Hacker News new | past | comments | ask | show | jobs | submit login
Full email validation regex (RFC 2822) (iamcal.com)
54 points by ZeljkoS on Sept 24, 2014 | hide | past | web | favorite | 60 comments



Please read this : https://nikic.github.io/2012/06/15/The-true-power-of-regular...

RFC5322-compliant regex:

    /
        (?(DEFINE)
            (?<addr_spec> (?&local_part) @ (?&domain) )
            (?<local_part> (?&dot_atom) | (?&quoted_string) | (?&obs_local_part) )
            (?<domain> (?&dot_atom) | (?&domain_literal) | (?&obs_domain) )
            (?<domain_literal> (?&CFWS)? \[ (?: (?&FWS)? (?&dtext) )* (?&FWS)? \] (?&CFWS)? )
            (?<dtext> [\x21-\x5a] | [\x5e-\x7e] | (?&obs_dtext) )
            (?<quoted_pair> \\ (?: (?&VCHAR) | (?&WSP) ) | (?&obs_qp) )
            (?<dot_atom> (?&CFWS)? (?&dot_atom_text) (?&CFWS)? )
            (?<dot_atom_text> (?&atext) (?: \. (?&atext) )* )
            (?<atext> [a-zA-Z0-9!#$%&'*+/=?^_`{|}~-]+ )
            (?<atom> (?&CFWS)? (?&atext) (?&CFWS)? )
            (?<word> (?&atom) | (?&quoted_string) )
            (?<quoted_string> (?&CFWS)? " (?: (?&FWS)? (?&qcontent) )* (?&FWS)? " (?&CFWS)? )
            (?<qcontent> (?&qtext) | (?&quoted_pair) )
            (?<qtext> \x21 | [\x23-\x5b] | [\x5d-\x7e] | (?&obs_qtext) )

            # comments and whitespace
            (?<FWS> (?: (?&WSP)* \r\n )? (?&WSP)+ | (?&obs_FWS) )
            (?<CFWS> (?: (?&FWS)? (?&comment) )+ (?&FWS)? | (?&FWS) )
            (?<comment> \( (?: (?&FWS)? (?&ccontent) )* (?&FWS)? \) )
            (?<ccontent> (?&ctext) | (?&quoted_pair) | (?&comment) )
            (?<ctext> [\x21-\x27] | [\x2a-\x5b] | [\x5d-\x7e] | (?&obs_ctext) )
    
            # obsolete tokens
            (?<obs_domain> (?&atom) (?: \. (?&atom) )* )
            (?<obs_local_part> (?&word) (?: \. (?&word) )* )
            (?<obs_dtext> (?&obs_NO_WS_CTL) | (?&quoted_pair) )
            (?<obs_qp> \\ (?: \x00 | (?&obs_NO_WS_CTL) | \n | \r ) )
            (?<obs_FWS> (?&WSP)+ (?: \r\n (?&WSP)+ )* )

== RECORDS SUPPLIED ==
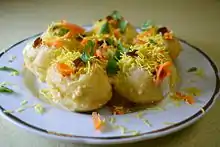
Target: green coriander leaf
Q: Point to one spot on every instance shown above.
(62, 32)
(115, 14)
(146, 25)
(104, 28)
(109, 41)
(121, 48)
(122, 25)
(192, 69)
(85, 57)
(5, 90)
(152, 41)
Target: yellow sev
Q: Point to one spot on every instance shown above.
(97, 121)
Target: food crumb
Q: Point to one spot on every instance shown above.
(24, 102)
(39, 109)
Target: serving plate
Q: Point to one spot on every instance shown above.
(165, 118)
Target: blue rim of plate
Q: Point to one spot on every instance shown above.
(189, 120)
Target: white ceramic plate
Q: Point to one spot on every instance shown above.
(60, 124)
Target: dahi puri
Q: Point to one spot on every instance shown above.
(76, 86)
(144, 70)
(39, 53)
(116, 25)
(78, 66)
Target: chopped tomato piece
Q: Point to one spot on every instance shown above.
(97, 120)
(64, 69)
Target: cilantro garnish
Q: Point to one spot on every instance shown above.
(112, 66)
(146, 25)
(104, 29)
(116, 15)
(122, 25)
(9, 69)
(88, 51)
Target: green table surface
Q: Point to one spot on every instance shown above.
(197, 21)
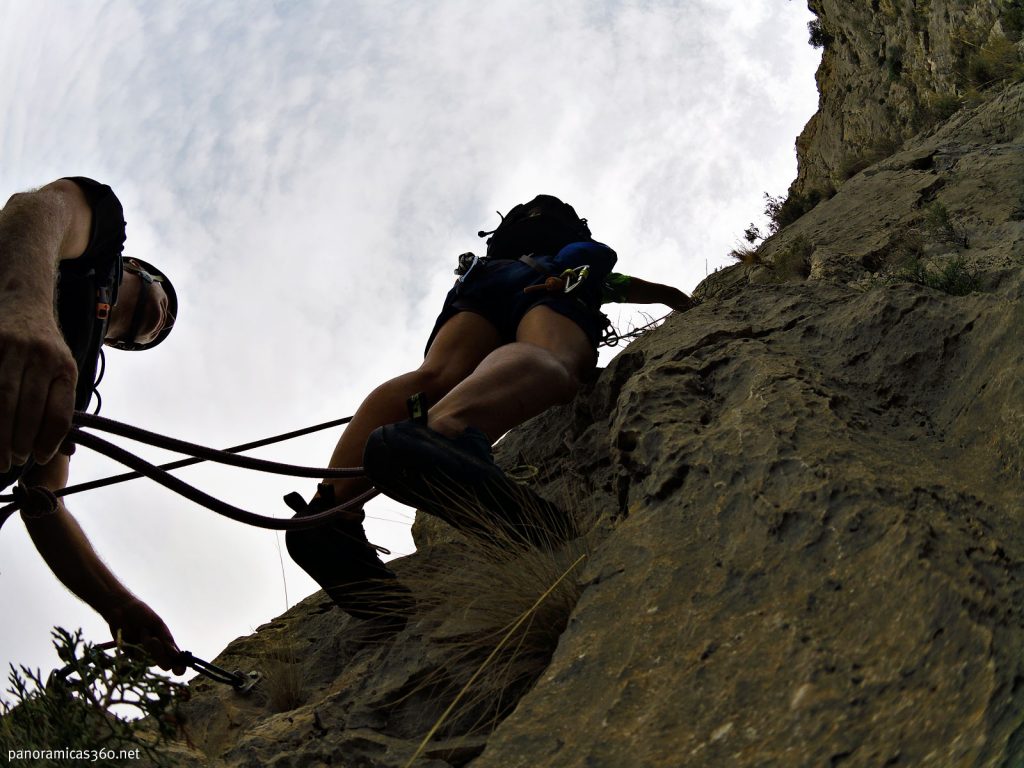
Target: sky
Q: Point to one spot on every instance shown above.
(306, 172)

== REQUIRED WORK ==
Extract the passage of the email validation thread between "(?<domain_literal> (?&CFWS)? \[ (?: (?&FWS)?" and "(?&WSP)+ | (?&obs_FWS) )", inclusive.

== ANSWER BELOW ==
(?<domain_literal> (?&CFWS)? \[ (?: (?&FWS)? (?&dtext) )* (?&FWS)? \] (?&CFWS)? )
            (?<dtext> [\x21-\x5a] | [\x5e-\x7e] | (?&obs_dtext) )
            (?<quoted_pair> \\ (?: (?&VCHAR) | (?&WSP) ) | (?&obs_qp) )
            (?<dot_atom> (?&CFWS)? (?&dot_atom_text) (?&CFWS)? )
            (?<dot_atom_text> (?&atext) (?: \. (?&atext) )* )
            (?<atext> [a-zA-Z0-9!#$%&'*+/=?^_`{|}~-]+ )
            (?<atom> (?&CFWS)? (?&atext) (?&CFWS)? )
            (?<word> (?&atom) | (?&quoted_string) )
            (?<quoted_string> (?&CFWS)? " (?: (?&FWS)? (?&qcontent) )* (?&FWS)? " (?&CFWS)? )
            (?<qcontent> (?&qtext) | (?&quoted_pair) )
            (?<qtext> \x21 | [\x23-\x5b] | [\x5d-\x7e] | (?&obs_qtext) )

            # comments and whitespace
            (?<FWS> (?: (?&WSP)* \r\n )? (?&WSP)+ | (?&obs_FWS) )